## begin READING PASSAGE

Earlier this month, the entertainment industry was stunned by the news of the tragic and untimely passing of actor, Philip Seymour Hoffman. Famous for his on-screen acting roles, as well as his successful theater and directing abilities, he will also be known by those close to him for one unfortunate, and avoidable, reason: his estate planning mistakes.

Hoffman executed his will 10 years ago, and has since grown his estate to the value of $35 million. At the time of his death, he left a significant portion of his estate to his oldest child, Cooper, and the rest to his longtime partner Mimi O’Donnell, the mother of Cooper and the couple’s other two children. Unfortunately, due to how his estate planning was done, the amount of federal and state taxes on his estate could very well be 40% of its entire value.

Even though a $35 million estate is well beyond the reach of the average individual, there are lessons to be learned from Philip Seymour Hoffman’s estate planning (or lack thereof) that can be applied by everyone.

Marriage Can Save Your Loved Ones Big-Time

Marital status is arguably the most expensive mistake that large estate holders can make. If a couple is not married at the time of one’s death, the estate (minus small tax exemptions) is susceptible to a 40% tax rate. For example, if Hoffman had been married to O’Donnell, $12 million less would have ended up in the hands of the IRS and would have been available for Hoffman’s loved ones.

In addition, estate planning is much simpler for married couples. In general, states allow spouses to receive most of the estate even if there is no will. If a couple is not married, though, the majority if not all of the estate will pass to an individual’s children or parents, which could leave a long-time significant other, such as O’Donnell, with no financial support.

It goes without saying that there is much more than finances to consider when it comes to deciding to marry, but it is important to realize that it is one definite way to ensure future financial security for loved ones.

## end READING PASSAGE

• _PROMPT A_
Reproduce the passage on Philip Seymour Hoffman's estate planning, everything from "Marriage Can Save" down to "no financial support.".

## begin PROVIDED RECORDS

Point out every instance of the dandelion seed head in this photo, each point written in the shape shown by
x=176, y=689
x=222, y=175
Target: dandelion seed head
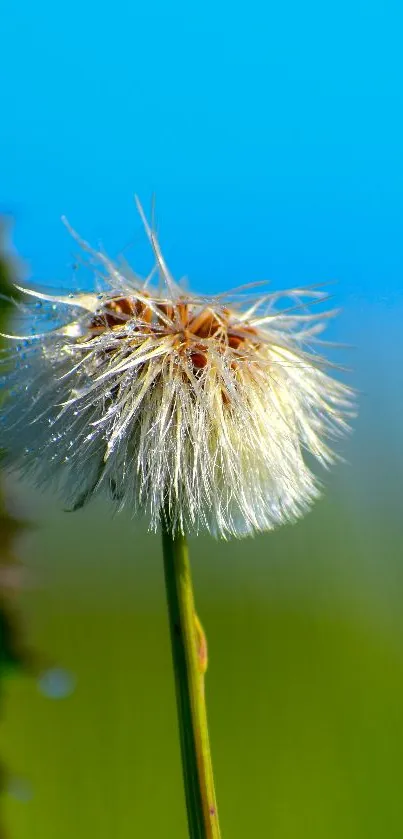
x=205, y=407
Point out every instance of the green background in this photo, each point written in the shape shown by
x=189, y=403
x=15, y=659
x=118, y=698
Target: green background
x=305, y=682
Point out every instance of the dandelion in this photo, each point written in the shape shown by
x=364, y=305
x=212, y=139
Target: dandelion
x=199, y=412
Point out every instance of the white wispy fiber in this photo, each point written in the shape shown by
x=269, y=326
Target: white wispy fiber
x=202, y=407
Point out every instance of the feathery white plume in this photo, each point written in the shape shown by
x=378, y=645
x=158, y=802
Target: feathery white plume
x=203, y=407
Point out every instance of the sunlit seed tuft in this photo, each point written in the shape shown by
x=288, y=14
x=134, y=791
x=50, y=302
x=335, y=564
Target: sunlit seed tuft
x=202, y=406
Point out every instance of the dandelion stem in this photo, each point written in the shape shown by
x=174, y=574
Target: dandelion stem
x=189, y=653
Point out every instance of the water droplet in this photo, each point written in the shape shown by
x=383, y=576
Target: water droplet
x=56, y=683
x=19, y=788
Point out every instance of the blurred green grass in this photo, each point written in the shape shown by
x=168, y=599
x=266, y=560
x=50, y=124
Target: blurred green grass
x=305, y=683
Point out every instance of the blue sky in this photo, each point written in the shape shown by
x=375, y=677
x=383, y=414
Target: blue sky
x=271, y=135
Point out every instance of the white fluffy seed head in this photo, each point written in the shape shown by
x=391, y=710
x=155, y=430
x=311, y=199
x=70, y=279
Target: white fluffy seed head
x=200, y=409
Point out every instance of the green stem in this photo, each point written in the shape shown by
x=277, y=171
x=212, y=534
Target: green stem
x=189, y=659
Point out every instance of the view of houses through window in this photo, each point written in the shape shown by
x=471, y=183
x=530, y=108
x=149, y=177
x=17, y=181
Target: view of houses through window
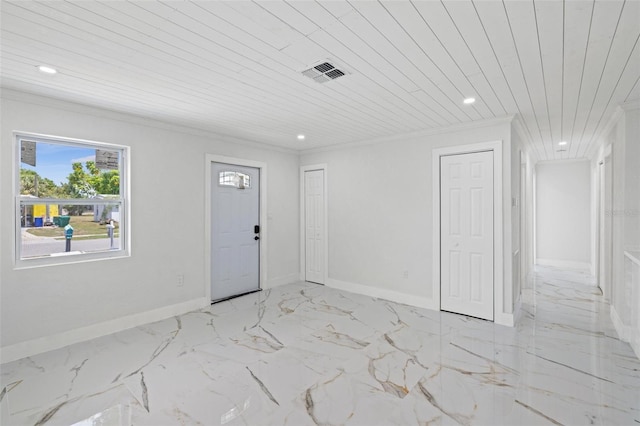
x=69, y=198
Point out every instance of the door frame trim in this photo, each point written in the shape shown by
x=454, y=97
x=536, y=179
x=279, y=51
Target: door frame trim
x=303, y=258
x=262, y=167
x=498, y=202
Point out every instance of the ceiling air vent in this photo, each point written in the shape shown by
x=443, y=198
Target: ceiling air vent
x=323, y=72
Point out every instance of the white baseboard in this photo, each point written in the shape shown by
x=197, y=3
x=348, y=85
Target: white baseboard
x=381, y=293
x=57, y=341
x=568, y=264
x=275, y=282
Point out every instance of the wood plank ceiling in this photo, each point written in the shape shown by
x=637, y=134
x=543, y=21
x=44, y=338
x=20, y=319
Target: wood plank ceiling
x=235, y=67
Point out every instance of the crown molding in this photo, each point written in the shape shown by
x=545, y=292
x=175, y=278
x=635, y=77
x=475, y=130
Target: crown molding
x=98, y=111
x=412, y=135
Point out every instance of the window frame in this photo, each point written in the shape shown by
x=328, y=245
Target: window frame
x=18, y=201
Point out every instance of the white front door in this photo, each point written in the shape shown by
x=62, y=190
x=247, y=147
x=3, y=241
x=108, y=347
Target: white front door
x=235, y=233
x=466, y=234
x=314, y=225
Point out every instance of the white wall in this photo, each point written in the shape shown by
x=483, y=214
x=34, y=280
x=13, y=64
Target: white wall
x=625, y=214
x=381, y=211
x=46, y=307
x=521, y=206
x=563, y=213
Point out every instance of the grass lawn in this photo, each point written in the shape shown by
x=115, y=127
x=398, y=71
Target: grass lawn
x=82, y=225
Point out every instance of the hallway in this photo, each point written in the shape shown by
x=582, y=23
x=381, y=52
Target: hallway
x=305, y=354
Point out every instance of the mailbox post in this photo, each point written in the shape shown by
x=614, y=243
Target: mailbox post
x=110, y=231
x=68, y=234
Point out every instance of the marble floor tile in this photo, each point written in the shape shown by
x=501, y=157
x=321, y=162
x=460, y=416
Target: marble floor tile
x=304, y=354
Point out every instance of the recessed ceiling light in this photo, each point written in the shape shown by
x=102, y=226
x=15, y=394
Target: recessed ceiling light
x=47, y=70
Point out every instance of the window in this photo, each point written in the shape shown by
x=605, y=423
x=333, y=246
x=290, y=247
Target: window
x=71, y=200
x=235, y=179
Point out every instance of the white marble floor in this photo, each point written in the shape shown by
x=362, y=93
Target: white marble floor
x=304, y=354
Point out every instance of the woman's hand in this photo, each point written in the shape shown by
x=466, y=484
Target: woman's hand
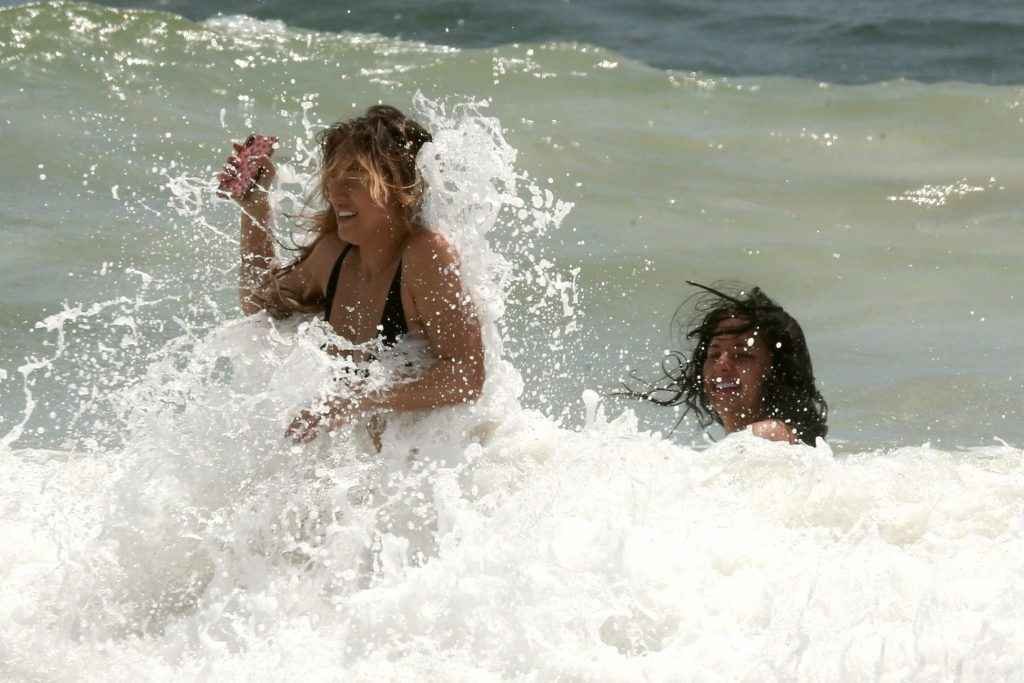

## end PROVIDED RECORDS

• _PROMPT B_
Transcribe the lines of the listing, everything from the line containing "Point out every instance of the blurred" down to the line containing "x=305, y=683", with both of those lines included.

• _WORKED ANSWER A_
Marriage Can Save Your Loved Ones Big-Time

Marital status is arguably the most expensive mistake that large estate holders can make. If a couple is not married at the time of one’s death, the estate (minus small tax exemptions) is susceptible to a 40% tax rate. For example, if Hoffman had been married to O’Donnell, $12 million less would have ended up in the hands of the IRS and would have been available for Hoffman’s loved ones.

In addition, estate planning is much simpler for married couples. In general, states allow spouses to receive most of the estate even if there is no will. If a couple is not married, though, the majority if not all of the estate will pass to an individual’s children or parents, which could leave a long-time significant other, such as O’Donnell, with no financial support.

• _WORKED ANSWER B_
Point out every instance of the blurred green grass in this photo, each point written in the shape shown by
x=168, y=599
x=266, y=560
x=50, y=124
Target: blurred green grass
x=305, y=683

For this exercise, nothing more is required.